▸ **Exercise objective**
Every line below must be reproduced exactly. Copy them all.

▸ **Data in this exercise**
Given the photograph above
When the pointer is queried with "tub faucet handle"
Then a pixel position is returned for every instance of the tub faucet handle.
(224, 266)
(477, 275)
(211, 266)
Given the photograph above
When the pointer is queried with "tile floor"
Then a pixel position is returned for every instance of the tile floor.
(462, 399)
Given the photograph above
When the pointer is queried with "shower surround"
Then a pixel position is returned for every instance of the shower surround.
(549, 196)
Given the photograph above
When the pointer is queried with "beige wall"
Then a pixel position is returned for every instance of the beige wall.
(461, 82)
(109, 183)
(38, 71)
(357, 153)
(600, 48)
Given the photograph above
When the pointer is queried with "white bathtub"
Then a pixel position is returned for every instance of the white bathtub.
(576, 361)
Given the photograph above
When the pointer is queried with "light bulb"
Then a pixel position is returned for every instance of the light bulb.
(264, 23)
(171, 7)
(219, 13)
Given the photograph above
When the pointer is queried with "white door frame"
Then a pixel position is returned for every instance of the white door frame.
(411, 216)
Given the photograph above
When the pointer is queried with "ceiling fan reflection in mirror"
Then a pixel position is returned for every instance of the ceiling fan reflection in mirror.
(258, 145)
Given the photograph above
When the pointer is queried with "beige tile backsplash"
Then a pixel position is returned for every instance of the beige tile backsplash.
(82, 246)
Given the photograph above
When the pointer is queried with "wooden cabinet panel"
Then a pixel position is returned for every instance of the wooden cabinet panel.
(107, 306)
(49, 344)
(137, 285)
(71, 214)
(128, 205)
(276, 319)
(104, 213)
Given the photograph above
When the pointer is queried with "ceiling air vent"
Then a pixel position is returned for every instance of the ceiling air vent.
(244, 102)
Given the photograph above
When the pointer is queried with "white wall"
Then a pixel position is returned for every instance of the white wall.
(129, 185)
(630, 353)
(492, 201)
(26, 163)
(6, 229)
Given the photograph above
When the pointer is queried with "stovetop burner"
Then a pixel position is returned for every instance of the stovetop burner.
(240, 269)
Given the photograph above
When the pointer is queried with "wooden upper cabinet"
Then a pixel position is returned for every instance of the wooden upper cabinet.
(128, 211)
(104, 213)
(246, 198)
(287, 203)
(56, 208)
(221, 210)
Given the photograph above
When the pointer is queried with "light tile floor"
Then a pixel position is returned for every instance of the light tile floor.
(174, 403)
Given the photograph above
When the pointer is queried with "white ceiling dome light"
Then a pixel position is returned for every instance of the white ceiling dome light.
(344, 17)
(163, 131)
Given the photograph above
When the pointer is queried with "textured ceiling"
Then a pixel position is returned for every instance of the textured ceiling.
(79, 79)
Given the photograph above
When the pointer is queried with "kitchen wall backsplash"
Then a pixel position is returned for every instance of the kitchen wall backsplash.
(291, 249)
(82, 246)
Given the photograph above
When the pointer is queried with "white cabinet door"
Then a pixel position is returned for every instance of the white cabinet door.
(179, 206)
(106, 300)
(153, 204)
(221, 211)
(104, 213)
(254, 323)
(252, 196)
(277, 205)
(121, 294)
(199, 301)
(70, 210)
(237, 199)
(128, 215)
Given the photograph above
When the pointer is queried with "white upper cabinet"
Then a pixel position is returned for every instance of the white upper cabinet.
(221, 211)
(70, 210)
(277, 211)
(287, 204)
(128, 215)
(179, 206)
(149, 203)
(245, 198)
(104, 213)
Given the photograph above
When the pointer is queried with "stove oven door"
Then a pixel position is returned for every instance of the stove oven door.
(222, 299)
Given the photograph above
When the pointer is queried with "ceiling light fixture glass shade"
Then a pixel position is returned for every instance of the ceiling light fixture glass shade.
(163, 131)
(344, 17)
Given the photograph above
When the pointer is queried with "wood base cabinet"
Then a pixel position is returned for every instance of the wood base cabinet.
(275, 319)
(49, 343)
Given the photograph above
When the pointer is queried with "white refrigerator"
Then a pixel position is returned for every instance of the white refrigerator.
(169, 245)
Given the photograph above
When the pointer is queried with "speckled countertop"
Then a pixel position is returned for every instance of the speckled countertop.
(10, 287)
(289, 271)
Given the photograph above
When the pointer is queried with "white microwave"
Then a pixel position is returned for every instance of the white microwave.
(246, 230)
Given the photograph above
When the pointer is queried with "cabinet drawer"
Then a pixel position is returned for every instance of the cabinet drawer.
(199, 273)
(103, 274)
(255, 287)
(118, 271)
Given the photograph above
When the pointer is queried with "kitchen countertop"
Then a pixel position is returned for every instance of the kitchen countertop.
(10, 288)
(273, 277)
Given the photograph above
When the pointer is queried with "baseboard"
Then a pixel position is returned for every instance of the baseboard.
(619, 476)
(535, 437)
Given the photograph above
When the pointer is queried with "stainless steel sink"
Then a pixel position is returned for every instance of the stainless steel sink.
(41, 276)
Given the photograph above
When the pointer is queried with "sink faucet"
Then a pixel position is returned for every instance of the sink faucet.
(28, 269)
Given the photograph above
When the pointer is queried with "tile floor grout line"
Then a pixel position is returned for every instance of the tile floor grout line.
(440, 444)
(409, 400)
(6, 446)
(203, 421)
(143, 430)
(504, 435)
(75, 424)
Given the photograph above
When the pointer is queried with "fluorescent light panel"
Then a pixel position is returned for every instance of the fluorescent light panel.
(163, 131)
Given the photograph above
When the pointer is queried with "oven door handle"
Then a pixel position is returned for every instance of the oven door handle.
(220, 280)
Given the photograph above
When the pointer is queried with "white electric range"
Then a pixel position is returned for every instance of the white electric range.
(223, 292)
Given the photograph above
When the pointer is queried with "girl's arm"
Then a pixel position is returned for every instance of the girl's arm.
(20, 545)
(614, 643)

▸ **Exercise answer**
Given the photograph above
When the pointer is queried with "tub faucet handle"
Then a pixel position is returned for every instance of the tub faucet handle.
(224, 266)
(477, 275)
(211, 266)
Given the photograph above
When the pointer is queried with "tile floor"
Then a pixel position is returned for every instance of the tile floor.
(462, 399)
Given the photograph above
When the pointer is queried with "shower surround"
Then a pixel position is returned for every instance of the shower surround.
(549, 196)
Given the photograph above
When the pointer is queried with "beige wall"
Then a pixel position is returned for every instance of the beige wall.
(461, 82)
(109, 183)
(38, 71)
(357, 153)
(600, 48)
Given the photograph above
When the pointer is queried with "white bathtub"
Then a pixel position is returned for every instance of the white bathtub.
(576, 361)
Given the photograph above
When the pointer is queried with "light bulb"
Then a pixel position is returned for every instance of the light bulb.
(264, 23)
(171, 7)
(219, 13)
Given the photograph above
When the pointer is queried with "white door frame"
Then a pixel position is returned for every instance of the white door frame.
(411, 216)
Given the photograph above
When the pointer is queried with "ceiling fan reflection in mirror"
Then a pixel position is returned for every instance of the ceiling fan reflection in mirror.
(258, 145)
Given the photograph above
When the pointer is queried with "beige tile backsplash"
Then a pixel position is returned for every instance of the beige tile backsplash.
(82, 246)
Given the photograph above
When the pointer is queried with "wooden cabinet panel"
Then a pixel position is returned for every instance of the wooden cabinet panel.
(107, 306)
(49, 344)
(137, 285)
(71, 214)
(128, 205)
(276, 319)
(104, 213)
Given the photograph above
When the pointer is queried with "ceiling air vent"
Then a pixel position is returned for every instance of the ceiling air vent.
(244, 102)
Given the photograph above
When the pointer is queried with "white wall"
Then a pixel position is returned for every instance of the white wall.
(129, 185)
(630, 353)
(492, 201)
(26, 163)
(6, 229)
Given the photograph above
When the pointer is queried with "stovetop burner"
Then a pixel position is returned for every instance of the stovetop burner.
(240, 269)
Given the photograph above
When the pointer is queried with "wooden upper cabinet"
Then a pixel position is returned for every instance of the wooden upper cabinet.
(128, 211)
(104, 213)
(246, 198)
(287, 203)
(56, 208)
(221, 210)
Given the photograph above
When the pointer is queried with "light tile floor"
Then a pixel position is returned for every instance of the light tile floor.
(174, 403)
Given the photograph above
When the pointer is queried with "white ceiling dome light"
Then a pixel position is returned for every instance of the white ceiling dome light.
(344, 17)
(163, 131)
Given the photograph above
When the pointer is queried with "textured ceiling"
Then a pixel position is returned for every instance of the textured ceiling.
(79, 79)
Given the photograph above
When the pointer is queried with "kitchen wall backsplash"
Then a pixel position is returned for every instance of the kitchen wall backsplash.
(291, 249)
(82, 246)
Given the photograph above
When the pointer is queried with "white cabinet door"
Then a pixel position is returned for every instance of the white cabinet door.
(179, 206)
(106, 300)
(153, 204)
(221, 211)
(104, 213)
(254, 323)
(252, 196)
(277, 205)
(121, 294)
(199, 301)
(70, 210)
(237, 199)
(128, 215)
Given the photograph above
When the pointer is queried with "white upper cabinet"
Then a pixel position is returned for every instance of the white upper cabinet.
(221, 211)
(70, 210)
(277, 211)
(287, 204)
(128, 215)
(179, 206)
(149, 203)
(245, 198)
(104, 213)
Given the photograph above
When the pointer is queried with "stove oven door"
Then a pixel position is returned for every instance of the stove oven door.
(222, 299)
Given the photograph above
When the pointer is queried with "ceiling light fixture glass shade"
Then a pixel position is returned for every instance of the ceiling light fixture glass shade.
(163, 131)
(344, 17)
Given the photograph above
When the pointer is queried with "wood base cabinet"
Then a pixel position is returned for every instance of the wood base cabinet.
(275, 319)
(49, 343)
Given the photograph above
When the pointer is queried with "white refrigerator"
Then a pixel position is returned for every instance of the white refrigerator.
(169, 245)
Given the photograph above
When the pointer is queried with "speckled countertop"
Then a pixel position is returned for every instance of the speckled countertop.
(10, 287)
(289, 271)
Given the photograph above
When the pointer is queried with "white microwave"
Then a pixel position is returned for every instance of the white microwave.
(246, 230)
Given the photograph above
When the pointer is queried with "cabinet drawer"
Then a pixel position is returned for every instance of the cabinet drawer.
(199, 273)
(103, 274)
(255, 287)
(118, 271)
Given the photograph above
When the pointer is queried with "kitchen countertop"
Then a pixel position is returned for every instance of the kitchen countertop.
(10, 288)
(273, 277)
Given the photograph above
When the pointer is queried with "baseboard"
Then a pixel position is returned for every instance of the baseboard.
(619, 476)
(535, 437)
Given the photograph above
When the pointer is queried with "stainless steel sink"
Then a pixel position is returned for every instance of the stainless steel sink.
(41, 276)
Given the photograph above
When the pointer is queried with "sink faucet"
Then a pixel position is returned for every instance of the sink faucet.
(28, 269)
Given the photograph above
When the pointer is queried with "tile floor grout line"
Then a pixel position is returned for every instance of the tile floor grout line.
(440, 444)
(409, 400)
(6, 446)
(203, 421)
(143, 430)
(504, 435)
(75, 424)
Given the photograph above
When the pointer is queried with "fluorescent light panel"
Then a pixel position is returned for every instance of the fluorescent light panel.
(163, 131)
Given the photograph above
When the pointer is queried with "oven door handle"
Then a pixel position is returned for every instance of the oven door handle.
(220, 280)
Given the photograph above
When the pointer is queried with "white electric range"
Then a pixel position is returned for every instance of the white electric range.
(223, 292)
Given the photograph above
When the pointer is queried with "girl's arm"
Then a pixel position is returned for every instance of the girl's arm.
(20, 545)
(614, 643)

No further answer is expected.